**Collected data entries**
** Start **
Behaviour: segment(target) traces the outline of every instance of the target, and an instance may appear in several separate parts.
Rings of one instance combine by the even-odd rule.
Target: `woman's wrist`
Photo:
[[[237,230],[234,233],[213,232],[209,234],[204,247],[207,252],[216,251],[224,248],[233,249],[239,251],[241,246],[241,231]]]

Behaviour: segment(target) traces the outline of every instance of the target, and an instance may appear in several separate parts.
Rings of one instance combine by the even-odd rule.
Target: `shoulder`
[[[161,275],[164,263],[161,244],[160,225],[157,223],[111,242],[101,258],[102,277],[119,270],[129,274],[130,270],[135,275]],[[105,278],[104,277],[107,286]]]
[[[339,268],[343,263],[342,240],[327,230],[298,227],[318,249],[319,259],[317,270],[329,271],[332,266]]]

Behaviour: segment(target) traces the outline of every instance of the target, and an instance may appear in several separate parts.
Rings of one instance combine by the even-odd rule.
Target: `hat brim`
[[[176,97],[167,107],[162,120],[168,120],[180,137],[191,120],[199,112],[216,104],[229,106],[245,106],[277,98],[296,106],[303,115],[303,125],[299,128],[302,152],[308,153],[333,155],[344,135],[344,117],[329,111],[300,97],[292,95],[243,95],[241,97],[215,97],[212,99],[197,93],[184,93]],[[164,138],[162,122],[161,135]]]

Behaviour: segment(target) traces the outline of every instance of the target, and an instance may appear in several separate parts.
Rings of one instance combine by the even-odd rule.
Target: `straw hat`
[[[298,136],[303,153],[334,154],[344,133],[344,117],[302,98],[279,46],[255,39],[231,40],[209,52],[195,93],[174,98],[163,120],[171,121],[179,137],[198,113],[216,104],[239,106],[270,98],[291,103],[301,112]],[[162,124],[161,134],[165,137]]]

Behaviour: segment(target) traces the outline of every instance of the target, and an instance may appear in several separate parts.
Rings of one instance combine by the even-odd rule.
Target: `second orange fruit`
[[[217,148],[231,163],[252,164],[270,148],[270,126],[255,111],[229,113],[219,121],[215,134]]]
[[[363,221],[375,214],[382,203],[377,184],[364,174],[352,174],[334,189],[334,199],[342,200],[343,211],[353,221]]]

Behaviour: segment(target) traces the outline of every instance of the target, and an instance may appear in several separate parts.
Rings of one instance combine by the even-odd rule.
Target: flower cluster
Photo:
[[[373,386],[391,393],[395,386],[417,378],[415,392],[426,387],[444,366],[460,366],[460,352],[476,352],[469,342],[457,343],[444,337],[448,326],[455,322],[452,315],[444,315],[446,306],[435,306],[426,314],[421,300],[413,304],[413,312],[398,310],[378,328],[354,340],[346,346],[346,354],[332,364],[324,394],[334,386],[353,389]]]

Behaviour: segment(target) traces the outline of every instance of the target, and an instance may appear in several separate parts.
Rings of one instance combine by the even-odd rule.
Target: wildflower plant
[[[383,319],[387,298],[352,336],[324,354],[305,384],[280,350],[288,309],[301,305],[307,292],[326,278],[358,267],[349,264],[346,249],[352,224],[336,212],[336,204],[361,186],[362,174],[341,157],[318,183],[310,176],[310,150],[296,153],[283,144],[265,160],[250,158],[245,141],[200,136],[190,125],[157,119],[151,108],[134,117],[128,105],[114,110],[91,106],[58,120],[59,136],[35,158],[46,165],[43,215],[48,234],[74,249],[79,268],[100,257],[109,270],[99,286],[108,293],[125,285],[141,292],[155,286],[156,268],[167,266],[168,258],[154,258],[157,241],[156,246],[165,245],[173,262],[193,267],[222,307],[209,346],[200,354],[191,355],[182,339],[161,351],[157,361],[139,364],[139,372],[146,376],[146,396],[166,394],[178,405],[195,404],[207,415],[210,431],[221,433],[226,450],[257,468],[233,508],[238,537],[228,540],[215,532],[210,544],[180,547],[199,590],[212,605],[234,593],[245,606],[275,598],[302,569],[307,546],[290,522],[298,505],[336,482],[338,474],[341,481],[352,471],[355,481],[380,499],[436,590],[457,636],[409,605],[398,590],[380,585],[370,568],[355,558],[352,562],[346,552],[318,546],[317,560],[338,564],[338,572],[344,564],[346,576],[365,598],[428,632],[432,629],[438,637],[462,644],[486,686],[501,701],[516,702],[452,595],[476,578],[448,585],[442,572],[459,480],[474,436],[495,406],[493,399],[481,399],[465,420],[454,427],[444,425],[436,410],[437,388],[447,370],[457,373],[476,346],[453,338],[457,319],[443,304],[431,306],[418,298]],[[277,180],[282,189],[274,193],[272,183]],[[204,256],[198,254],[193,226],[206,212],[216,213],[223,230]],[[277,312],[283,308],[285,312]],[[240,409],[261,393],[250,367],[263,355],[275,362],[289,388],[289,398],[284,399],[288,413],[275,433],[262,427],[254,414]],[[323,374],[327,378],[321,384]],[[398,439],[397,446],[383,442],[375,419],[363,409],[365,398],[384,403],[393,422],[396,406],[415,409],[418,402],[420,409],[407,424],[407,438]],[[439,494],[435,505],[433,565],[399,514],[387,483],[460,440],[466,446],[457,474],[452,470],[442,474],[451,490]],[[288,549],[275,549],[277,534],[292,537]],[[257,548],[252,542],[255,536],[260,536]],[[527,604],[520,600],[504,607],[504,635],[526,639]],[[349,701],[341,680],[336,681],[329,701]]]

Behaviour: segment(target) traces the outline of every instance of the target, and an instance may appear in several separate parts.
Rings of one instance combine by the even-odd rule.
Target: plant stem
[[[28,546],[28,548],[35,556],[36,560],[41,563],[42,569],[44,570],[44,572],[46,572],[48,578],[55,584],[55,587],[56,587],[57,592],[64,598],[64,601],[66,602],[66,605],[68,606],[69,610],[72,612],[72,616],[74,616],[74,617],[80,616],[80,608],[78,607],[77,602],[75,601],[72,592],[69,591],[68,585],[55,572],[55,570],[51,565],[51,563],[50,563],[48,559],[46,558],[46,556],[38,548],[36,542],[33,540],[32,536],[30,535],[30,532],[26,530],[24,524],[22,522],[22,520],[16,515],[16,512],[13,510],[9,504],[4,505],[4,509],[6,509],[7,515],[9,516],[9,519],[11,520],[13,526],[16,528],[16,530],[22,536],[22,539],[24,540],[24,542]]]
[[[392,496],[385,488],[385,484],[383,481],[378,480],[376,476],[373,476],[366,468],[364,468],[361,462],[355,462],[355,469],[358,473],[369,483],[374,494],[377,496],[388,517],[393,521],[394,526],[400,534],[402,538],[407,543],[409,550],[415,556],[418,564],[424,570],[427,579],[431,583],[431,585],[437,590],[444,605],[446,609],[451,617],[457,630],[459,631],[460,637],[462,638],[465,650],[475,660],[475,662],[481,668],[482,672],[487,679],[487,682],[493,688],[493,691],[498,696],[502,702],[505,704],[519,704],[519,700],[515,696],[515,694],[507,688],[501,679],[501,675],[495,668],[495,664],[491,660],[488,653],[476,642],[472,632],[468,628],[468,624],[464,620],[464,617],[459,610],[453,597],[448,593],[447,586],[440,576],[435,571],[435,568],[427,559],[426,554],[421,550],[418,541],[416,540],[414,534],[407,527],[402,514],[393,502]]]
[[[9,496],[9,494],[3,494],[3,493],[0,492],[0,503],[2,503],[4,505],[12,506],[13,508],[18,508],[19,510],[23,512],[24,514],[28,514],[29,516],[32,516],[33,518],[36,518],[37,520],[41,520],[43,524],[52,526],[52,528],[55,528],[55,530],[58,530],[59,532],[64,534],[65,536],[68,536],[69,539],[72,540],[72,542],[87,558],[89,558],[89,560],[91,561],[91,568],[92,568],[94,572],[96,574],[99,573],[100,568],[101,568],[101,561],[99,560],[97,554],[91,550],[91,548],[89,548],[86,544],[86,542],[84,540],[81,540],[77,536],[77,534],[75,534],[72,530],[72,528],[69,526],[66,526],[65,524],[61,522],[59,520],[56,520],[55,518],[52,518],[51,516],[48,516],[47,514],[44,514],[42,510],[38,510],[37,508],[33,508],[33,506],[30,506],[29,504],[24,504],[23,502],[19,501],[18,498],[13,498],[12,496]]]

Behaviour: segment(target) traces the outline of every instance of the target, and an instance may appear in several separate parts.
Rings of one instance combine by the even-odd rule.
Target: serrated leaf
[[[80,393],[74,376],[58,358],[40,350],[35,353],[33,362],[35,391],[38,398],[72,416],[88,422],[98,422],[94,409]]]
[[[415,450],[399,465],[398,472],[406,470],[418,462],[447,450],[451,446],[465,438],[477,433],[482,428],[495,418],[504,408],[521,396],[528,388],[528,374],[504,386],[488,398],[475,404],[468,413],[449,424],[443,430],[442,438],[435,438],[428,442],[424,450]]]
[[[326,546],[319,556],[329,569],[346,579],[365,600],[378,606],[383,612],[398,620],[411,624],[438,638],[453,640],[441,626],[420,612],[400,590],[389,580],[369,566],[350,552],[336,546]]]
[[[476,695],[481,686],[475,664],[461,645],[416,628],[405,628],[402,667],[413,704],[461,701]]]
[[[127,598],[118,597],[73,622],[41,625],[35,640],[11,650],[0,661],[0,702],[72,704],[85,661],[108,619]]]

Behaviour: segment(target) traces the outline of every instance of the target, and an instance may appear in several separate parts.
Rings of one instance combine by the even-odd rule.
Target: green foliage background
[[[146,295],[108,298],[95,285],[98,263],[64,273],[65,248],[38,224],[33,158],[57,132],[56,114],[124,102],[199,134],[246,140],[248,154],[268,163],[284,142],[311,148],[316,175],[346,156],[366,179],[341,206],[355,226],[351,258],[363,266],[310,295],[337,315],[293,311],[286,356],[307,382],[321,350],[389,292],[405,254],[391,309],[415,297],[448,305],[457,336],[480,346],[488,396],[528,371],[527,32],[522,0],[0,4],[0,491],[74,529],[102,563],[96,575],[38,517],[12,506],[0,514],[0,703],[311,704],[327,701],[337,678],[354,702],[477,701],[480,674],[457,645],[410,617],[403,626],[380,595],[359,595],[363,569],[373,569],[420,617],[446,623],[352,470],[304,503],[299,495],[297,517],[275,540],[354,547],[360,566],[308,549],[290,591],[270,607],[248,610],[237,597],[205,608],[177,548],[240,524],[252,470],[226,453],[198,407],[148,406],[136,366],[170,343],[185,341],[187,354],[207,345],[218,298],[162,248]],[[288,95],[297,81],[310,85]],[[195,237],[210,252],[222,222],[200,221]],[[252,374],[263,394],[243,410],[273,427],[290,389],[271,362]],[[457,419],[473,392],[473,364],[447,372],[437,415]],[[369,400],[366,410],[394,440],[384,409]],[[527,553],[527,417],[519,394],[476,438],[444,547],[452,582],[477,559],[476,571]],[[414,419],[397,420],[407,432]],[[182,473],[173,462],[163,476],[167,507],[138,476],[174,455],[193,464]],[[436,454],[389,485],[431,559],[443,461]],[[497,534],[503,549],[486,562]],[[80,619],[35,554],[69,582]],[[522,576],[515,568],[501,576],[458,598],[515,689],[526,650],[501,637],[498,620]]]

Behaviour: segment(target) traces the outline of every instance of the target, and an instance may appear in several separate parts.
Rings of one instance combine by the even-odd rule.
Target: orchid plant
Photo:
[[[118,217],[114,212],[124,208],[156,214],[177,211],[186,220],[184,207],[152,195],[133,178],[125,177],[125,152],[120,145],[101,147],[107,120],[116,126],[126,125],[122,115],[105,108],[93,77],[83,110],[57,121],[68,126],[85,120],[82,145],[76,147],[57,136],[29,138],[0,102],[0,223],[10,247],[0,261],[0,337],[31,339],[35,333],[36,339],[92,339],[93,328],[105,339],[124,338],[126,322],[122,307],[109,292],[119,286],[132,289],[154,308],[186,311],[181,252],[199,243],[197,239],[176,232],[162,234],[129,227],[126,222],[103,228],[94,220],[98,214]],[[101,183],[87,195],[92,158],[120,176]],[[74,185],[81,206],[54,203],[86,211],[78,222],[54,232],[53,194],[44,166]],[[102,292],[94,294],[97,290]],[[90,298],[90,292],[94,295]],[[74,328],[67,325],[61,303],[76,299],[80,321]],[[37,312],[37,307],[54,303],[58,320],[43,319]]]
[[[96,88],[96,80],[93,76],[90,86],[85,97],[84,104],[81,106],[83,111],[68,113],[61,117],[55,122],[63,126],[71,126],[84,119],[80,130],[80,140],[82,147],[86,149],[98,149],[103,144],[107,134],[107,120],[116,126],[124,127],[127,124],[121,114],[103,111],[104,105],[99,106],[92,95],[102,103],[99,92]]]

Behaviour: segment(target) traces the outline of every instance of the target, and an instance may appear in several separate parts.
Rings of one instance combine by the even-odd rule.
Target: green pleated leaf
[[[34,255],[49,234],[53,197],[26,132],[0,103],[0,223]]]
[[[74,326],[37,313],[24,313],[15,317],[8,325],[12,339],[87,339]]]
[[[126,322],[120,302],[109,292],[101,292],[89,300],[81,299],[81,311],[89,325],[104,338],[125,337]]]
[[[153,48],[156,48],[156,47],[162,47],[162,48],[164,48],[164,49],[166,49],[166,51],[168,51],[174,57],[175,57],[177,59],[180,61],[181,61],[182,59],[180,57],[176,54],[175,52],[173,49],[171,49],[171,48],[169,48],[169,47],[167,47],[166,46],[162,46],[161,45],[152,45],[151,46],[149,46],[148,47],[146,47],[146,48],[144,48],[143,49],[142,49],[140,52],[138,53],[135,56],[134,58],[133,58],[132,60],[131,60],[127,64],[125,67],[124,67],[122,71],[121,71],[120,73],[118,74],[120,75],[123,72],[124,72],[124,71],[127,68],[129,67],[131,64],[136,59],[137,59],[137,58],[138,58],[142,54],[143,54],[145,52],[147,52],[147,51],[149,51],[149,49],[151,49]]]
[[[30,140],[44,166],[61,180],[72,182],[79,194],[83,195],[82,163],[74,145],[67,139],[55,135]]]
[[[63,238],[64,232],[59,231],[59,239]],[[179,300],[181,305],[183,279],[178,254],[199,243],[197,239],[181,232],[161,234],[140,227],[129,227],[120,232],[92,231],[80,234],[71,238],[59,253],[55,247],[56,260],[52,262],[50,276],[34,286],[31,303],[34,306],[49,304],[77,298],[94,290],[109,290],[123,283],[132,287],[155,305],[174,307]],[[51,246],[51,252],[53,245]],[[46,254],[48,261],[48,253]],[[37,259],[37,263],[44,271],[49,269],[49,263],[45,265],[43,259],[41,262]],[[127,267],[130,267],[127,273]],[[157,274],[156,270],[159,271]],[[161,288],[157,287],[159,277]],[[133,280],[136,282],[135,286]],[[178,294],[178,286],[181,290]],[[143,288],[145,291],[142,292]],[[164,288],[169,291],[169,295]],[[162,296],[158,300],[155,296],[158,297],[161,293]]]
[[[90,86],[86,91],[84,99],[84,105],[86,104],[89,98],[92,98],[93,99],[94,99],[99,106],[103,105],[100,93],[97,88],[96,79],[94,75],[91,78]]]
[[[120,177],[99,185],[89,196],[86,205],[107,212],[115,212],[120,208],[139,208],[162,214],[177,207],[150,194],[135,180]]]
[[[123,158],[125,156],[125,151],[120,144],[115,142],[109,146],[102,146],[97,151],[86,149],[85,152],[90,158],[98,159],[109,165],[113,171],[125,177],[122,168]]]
** End **
**Task description**
Pick out each line of the material that contains the word "leaf" and copy those lines.

**Solution to this problem**
Target: serrated leaf
Target: green pleated leaf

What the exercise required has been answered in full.